▶ **Exercise 1**:
From the forum post on finding an object's 3D orientation, return the stretch from "So what I need" through "a arbitrary vector." word for word.

▶ **Document section**:
## begin
Good day everyone.

I hope someone can help me with this problem, I've been stuck for a couple of days.

Heres my problem,

I'm trying to calculate the the orientation of an object in 3D space (yaw, tilt, pan), and express it as a three dimensional direction vector. <X,Y,Z>. I only have three known points on the object. And know that those points are orthogonal to each other. (See pictures below for visual aid.) I have Point R, Point B, and Point Y. (Respectively to the colors in the image. Red Blue and Yellow). Additionally, point V is the vertex, such that all points are perpendicular to each other.

By knowing points

B(x,y,z)

Y(x,y,z)

R(x,y,z)

The vertex can be calculated. (Using Thales Theorem with 3D spheres, and their common intersections.) Thus allowing me to calculate a vector from point B to the vertex, point V. Unfortunately, this calculation only get me 2/3rd of what I am trying to get.

Imagine that the vector BV represents the direction that the object is facing. (But not how much the object have rotated around that vector.) A crude example of this would be a human eye, or camera. The optical axis defines a direction vector analogous to the vector defined by point B and V in the image above. unfortunately, if I were to rotate this camera around the optical axis. Perhaps a full 180 degrees such that the camera is no upside down. This would effect the image.

So what I need help with is determining that amount of rotation, using the three points I mentioned above. If possible I would also like to express this direction and rotation, in a 3D direction vector.

I have done some research, and have only found how to rotate an object around a arbitrary vector, unfortunately, there is nothing about determining the rotation of a point(s) around a arbitrary vector.

If anyone could offer help, experience, knowledge or resources I would greatly appreciate it.

Thanks,

Taylor S. Amarel

Learning is living
## end
▶ **Exercise 2**:
Select each line of the records below that contains the string "bark". Case must match.

▶ **Data listing**:
## begin
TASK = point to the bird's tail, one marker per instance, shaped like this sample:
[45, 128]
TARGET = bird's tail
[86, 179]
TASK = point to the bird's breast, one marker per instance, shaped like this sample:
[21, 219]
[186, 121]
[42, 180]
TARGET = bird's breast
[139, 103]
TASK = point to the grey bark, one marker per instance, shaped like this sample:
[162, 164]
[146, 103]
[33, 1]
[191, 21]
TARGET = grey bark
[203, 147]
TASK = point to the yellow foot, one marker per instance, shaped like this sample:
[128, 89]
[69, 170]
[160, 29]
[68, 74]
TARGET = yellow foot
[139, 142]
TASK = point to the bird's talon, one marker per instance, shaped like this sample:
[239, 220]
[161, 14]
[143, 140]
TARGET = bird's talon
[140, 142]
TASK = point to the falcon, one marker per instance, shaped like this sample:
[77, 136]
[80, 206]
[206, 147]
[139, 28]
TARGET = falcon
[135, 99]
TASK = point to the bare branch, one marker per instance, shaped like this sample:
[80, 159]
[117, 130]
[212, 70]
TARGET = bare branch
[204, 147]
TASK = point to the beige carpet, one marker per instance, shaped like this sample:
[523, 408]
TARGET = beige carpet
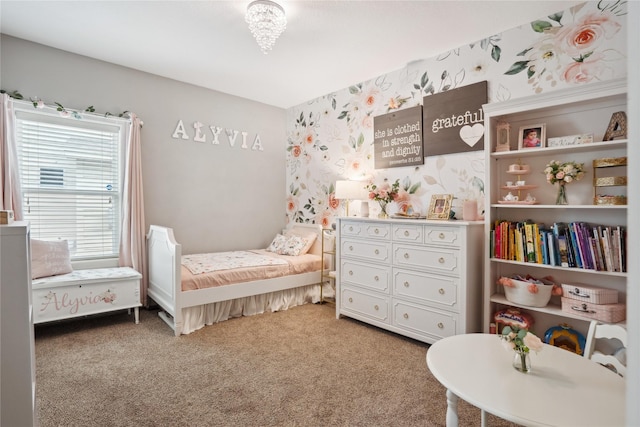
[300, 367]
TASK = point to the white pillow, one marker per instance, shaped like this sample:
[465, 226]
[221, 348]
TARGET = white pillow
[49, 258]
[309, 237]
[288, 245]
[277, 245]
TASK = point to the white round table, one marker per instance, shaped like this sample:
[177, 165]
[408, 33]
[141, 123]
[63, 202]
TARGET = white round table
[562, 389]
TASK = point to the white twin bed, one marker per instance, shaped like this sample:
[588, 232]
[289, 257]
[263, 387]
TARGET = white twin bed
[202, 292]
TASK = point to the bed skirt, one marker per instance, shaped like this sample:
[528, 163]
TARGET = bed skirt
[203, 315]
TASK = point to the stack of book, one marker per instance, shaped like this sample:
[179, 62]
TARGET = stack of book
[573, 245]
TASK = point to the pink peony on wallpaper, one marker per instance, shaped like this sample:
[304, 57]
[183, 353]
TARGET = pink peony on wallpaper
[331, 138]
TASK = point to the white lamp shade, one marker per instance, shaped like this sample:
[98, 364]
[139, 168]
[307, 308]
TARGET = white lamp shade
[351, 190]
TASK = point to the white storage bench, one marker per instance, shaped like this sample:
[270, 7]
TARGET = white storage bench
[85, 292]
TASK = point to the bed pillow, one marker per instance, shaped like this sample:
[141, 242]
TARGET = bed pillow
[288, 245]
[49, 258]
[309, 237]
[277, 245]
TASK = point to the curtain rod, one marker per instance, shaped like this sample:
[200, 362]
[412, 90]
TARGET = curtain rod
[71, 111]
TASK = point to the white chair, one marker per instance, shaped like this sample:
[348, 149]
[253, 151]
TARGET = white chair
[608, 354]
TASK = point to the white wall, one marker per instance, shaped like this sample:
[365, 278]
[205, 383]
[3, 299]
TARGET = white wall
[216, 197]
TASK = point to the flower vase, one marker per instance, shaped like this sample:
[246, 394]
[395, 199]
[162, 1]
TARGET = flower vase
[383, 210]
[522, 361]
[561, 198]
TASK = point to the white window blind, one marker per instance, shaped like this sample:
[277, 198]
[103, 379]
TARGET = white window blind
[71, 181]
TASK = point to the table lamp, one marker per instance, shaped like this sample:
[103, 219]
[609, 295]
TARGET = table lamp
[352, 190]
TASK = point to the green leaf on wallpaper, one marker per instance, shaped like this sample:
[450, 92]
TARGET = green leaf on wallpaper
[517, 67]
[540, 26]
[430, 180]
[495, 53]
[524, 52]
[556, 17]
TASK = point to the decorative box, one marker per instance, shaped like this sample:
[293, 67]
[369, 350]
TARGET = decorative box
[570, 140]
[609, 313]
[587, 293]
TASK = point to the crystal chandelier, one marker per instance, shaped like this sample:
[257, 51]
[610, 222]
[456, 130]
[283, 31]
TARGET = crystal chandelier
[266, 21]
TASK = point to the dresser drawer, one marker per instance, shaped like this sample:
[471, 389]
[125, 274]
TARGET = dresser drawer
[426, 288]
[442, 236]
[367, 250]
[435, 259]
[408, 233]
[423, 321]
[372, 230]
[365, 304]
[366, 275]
## end
## begin
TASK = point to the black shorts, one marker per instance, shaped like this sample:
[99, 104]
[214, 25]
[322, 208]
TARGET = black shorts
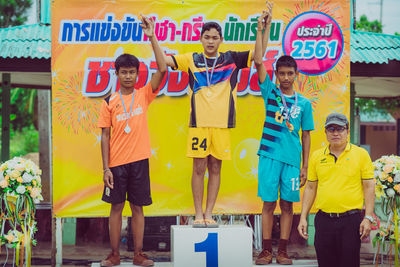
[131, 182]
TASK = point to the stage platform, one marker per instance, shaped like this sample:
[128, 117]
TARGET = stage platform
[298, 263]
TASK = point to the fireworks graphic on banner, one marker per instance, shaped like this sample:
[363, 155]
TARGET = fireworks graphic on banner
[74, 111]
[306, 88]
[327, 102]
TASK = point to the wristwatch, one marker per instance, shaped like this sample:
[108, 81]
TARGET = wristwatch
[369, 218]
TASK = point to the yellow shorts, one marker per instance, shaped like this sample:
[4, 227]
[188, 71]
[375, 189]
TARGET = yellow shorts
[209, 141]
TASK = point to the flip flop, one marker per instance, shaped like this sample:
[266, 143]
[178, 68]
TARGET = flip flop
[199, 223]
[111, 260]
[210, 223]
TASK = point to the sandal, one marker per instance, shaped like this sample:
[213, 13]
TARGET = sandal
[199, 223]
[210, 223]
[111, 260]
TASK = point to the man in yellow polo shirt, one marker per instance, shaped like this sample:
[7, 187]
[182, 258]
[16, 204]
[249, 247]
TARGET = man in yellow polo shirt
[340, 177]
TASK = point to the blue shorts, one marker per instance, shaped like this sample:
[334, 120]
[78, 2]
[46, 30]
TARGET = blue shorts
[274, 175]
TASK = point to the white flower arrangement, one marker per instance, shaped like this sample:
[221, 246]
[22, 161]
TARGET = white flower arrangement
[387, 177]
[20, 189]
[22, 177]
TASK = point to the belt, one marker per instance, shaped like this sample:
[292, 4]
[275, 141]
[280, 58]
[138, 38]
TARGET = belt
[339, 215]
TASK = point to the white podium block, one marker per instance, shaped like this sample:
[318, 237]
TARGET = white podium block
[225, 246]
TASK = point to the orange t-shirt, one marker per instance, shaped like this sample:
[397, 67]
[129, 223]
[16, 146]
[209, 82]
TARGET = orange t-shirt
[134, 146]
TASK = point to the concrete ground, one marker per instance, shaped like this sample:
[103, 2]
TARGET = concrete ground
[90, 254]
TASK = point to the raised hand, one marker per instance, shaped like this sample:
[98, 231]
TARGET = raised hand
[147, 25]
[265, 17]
## end
▶ **Worked answer 1**:
So what I need help with is determining that amount of rotation, using the three points I mentioned above. If possible I would also like to express this direction and rotation, in a 3D direction vector.

I have done some research, and have only found how to rotate an object around a arbitrary vector, unfortunately, there is nothing about determining the rotation of a point(s) around a arbitrary vector.

▶ **Worked answer 2**:
TASK = point to the grey bark, one marker per instance, shaped like this sample:
TARGET = grey bark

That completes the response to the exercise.